--- RECORDED DATA ---

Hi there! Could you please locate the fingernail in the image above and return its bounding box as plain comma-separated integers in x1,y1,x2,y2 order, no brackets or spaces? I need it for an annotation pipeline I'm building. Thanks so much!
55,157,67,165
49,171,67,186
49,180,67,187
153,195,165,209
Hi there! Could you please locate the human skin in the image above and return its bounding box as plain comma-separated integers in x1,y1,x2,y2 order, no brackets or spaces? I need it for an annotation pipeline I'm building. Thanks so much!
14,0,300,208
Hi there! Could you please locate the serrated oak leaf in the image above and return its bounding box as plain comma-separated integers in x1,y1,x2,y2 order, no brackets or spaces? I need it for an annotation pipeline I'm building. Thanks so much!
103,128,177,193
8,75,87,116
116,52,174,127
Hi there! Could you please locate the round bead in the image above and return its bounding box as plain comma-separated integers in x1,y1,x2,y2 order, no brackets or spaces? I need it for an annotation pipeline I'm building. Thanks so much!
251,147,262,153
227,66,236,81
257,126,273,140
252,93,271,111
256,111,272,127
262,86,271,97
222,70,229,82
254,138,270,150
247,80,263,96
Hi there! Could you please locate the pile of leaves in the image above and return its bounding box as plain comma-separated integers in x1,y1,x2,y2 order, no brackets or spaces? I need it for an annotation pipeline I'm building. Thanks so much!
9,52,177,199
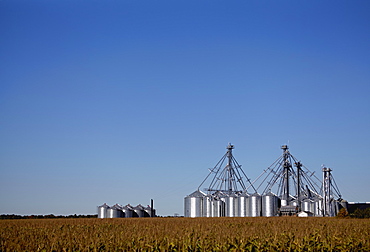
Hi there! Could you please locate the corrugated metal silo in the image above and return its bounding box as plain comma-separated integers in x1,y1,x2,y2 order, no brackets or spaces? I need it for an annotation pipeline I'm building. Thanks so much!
203,194,214,217
301,199,314,213
133,204,145,218
248,193,261,217
312,198,323,217
184,190,205,218
238,192,249,217
144,206,155,217
107,204,123,218
262,192,279,217
223,193,238,217
98,203,109,218
122,204,134,218
212,193,225,217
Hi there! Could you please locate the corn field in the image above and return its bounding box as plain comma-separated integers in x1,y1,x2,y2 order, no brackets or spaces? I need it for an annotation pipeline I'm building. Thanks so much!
0,217,370,252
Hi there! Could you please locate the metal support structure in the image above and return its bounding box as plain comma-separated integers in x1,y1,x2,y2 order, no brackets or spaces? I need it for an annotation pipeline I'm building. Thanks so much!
294,162,302,212
198,143,257,195
281,145,291,206
322,165,342,216
254,145,322,215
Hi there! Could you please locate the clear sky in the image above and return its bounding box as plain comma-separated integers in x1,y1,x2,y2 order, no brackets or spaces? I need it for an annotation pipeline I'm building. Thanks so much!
0,0,370,215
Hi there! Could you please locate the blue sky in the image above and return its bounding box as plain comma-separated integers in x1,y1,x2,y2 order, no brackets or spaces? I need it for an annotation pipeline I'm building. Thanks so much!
0,0,370,215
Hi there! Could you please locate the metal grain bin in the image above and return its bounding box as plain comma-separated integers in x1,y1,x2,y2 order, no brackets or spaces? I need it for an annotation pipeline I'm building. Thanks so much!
184,190,205,218
122,204,134,218
262,192,279,217
98,203,109,218
107,205,123,218
203,195,214,217
237,192,249,217
312,198,323,217
223,193,238,217
144,206,155,217
301,199,314,213
248,193,261,217
133,204,145,218
212,197,225,217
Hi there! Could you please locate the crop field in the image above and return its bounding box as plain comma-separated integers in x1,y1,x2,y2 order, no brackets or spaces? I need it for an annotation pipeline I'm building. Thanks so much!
0,217,370,252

---

AIM. Copy every row above word for word, leaving out the pictures.

WORKED SOLUTION.
Hi there! Could you please locate the fingernail in the image above and return its bounding box as plain comma-separated integers in x1,y1,x2,y2 order, no brackets or spaces? I need it for an annotation pipeline I'm building. Thanks so much!
55,157,67,165
49,171,67,186
49,180,67,187
153,195,165,209
Hi there! Could you please locate the human skin in the image above and return its bounding box as plain comma-separated integers in x1,y1,x2,y2 order, no brackets or spaces? I need it for an annotation pipeline I'm building. Thanks so much!
14,0,300,208
Hi there! Could you please locate the serrated oak leaf in the image above and return its bounding box as plain comma-separated integers in x1,y1,x2,y2 order, no brackets or spaces? I need it for an annotation pipeline I'm building. Thanks so much!
103,128,177,193
8,75,87,116
116,52,174,127
Hi there! Could you please locate the round bead in the image above and return its bounding box as plain comma-separated integers in x1,y1,x2,y2 order, no brackets or spaces? I need it for an annotation pipeline I'm building. Thanks so much!
251,147,262,153
227,66,236,81
257,126,273,140
252,93,271,111
256,111,272,127
262,86,271,97
222,70,229,82
254,138,270,150
247,80,263,96
Hi there! Could you please locate the pile of leaves in the image above and return its bounding box as plain comma-separated integers in x1,y1,x2,y2 order, no brackets or spaces? I need it for an annotation pipeline I'm building. Thanks so much!
9,52,177,199
Hi there! Could you please locate the corrugated metal silo in the image above and return its bounding box as plain comma-separated integers in x1,y1,x2,y2 order, no brackets or spaces? I need it for an annotation pipeline I'm building. Thanks so much!
203,194,214,217
301,199,314,213
133,204,145,218
248,193,261,217
312,198,323,217
184,190,205,218
238,192,249,217
144,206,155,217
107,204,123,218
262,192,279,217
223,193,238,217
98,203,109,218
122,204,134,218
212,193,225,217
Hi there! Could you please locate the corn field in the image above and return its bounding box as plain comma-separated integers in x1,y1,x2,y2 order, no brackets or spaces? I need it for an annotation pipeline I'm building. Thanks so much!
0,217,370,252
Hi there! Could you please locate the metal support structure in the image above and return its bounding box as plain comma-separated integers in x1,y1,x2,y2 order, no brackets or spaces? I need it for an annotation pipeline I'm building. Thanks so much!
294,162,302,212
198,143,257,195
281,145,291,206
322,165,342,216
254,145,322,215
Hi there! Could you please locate the clear sky in the image above and return its bounding box as plain comma-separated integers in x1,y1,x2,y2 order, no brackets or spaces? I need it for an annotation pipeline I'm building. Thanks so much!
0,0,370,215
Hi there! Could you please locate the blue sky in the image above and return its bounding box as plain comma-separated integers in x1,y1,x2,y2 order, no brackets or spaces? I need it for an annotation pipeline I'm building. Thanks so much!
0,0,370,215
Hi there! Could you please locate the metal grain bin in the image above and return its bounding box as plain comma-separated integers in x1,y1,x2,y2 order, no brackets or spaces? I need it for an annotation pipeline I'm building. Thanks so much!
184,190,205,218
122,204,134,218
262,192,279,217
98,203,109,218
107,205,123,218
203,195,214,217
237,192,249,217
312,198,323,217
223,193,238,217
144,206,155,217
301,199,314,213
248,193,261,217
133,204,145,218
212,197,225,217
Hi there! Could you please locate the crop field in the image above and return its bounding box as plain comma-separated integers in x1,y1,x2,y2 order, no brackets or spaces? I need it for an annotation pipeline I'm building. Thanks so much!
0,217,370,252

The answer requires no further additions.